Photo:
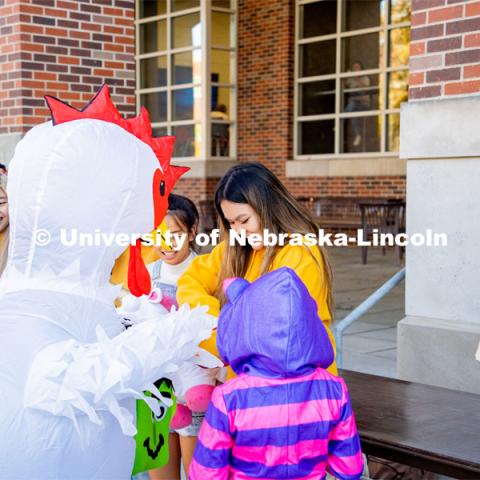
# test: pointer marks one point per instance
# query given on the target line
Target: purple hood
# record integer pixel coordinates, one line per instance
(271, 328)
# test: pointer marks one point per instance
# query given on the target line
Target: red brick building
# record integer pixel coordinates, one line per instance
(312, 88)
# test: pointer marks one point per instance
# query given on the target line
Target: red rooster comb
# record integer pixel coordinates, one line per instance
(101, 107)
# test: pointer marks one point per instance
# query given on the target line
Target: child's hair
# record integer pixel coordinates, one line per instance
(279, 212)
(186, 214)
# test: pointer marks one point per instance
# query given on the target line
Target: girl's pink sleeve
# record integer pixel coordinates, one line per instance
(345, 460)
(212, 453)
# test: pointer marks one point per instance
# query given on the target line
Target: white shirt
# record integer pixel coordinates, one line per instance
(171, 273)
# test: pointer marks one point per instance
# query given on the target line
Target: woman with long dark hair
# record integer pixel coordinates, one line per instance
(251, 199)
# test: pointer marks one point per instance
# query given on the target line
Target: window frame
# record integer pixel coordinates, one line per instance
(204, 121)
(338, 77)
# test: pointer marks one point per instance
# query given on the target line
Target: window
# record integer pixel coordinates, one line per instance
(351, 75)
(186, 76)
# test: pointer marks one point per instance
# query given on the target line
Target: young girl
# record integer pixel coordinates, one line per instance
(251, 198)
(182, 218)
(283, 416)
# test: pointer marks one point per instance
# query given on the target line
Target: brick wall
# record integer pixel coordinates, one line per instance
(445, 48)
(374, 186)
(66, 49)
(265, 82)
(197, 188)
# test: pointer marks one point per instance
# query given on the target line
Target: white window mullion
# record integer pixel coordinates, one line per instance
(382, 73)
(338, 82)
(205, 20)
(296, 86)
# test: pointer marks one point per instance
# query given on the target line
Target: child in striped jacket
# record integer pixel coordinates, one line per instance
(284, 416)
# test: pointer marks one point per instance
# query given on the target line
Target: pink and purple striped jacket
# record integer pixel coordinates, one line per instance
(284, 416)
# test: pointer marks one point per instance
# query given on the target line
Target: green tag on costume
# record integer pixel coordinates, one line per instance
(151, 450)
______________________________
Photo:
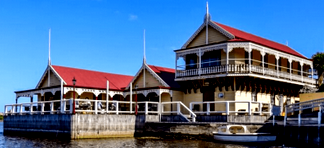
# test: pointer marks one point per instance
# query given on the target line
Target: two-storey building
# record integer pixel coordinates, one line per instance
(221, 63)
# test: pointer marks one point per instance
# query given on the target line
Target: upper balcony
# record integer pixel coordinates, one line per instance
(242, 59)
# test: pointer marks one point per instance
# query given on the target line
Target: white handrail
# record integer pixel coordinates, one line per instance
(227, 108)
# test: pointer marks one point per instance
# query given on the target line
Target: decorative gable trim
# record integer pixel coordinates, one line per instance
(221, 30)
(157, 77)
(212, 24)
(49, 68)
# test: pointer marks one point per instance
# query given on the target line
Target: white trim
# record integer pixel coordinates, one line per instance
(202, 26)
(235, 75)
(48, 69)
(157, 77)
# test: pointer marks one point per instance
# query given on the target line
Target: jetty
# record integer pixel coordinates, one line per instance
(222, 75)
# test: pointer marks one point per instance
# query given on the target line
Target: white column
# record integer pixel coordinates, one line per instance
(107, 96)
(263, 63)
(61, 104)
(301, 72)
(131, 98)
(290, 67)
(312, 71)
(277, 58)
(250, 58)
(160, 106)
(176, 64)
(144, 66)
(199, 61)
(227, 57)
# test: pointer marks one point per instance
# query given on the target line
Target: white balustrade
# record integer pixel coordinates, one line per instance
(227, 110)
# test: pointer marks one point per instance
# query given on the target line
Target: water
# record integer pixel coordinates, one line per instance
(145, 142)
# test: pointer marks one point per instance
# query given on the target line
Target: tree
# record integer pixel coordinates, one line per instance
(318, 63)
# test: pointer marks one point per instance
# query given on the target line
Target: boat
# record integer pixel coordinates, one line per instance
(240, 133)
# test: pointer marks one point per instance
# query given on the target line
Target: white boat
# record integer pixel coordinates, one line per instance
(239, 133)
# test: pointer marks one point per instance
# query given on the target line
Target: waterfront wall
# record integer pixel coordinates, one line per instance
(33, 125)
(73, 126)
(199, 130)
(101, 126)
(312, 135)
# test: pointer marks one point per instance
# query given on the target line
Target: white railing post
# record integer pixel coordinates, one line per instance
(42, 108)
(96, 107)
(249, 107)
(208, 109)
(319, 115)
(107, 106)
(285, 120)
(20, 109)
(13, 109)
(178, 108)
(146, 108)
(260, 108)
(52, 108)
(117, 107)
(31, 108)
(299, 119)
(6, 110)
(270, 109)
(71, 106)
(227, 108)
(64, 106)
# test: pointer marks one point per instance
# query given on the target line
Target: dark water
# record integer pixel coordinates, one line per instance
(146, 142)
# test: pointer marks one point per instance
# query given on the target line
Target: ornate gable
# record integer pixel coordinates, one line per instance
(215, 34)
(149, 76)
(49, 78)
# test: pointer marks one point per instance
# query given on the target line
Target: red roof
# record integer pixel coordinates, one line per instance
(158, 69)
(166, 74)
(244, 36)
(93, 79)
______________________________
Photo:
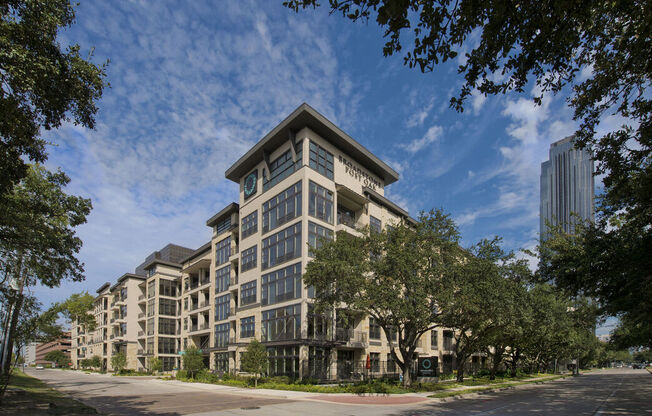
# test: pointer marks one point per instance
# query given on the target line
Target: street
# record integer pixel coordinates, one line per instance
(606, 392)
______________________________
Exercise prompt
Each line that contains "trim" is to be copied from the listing above.

Solution for this exercise
Target: decorative gable trim
Target: white trim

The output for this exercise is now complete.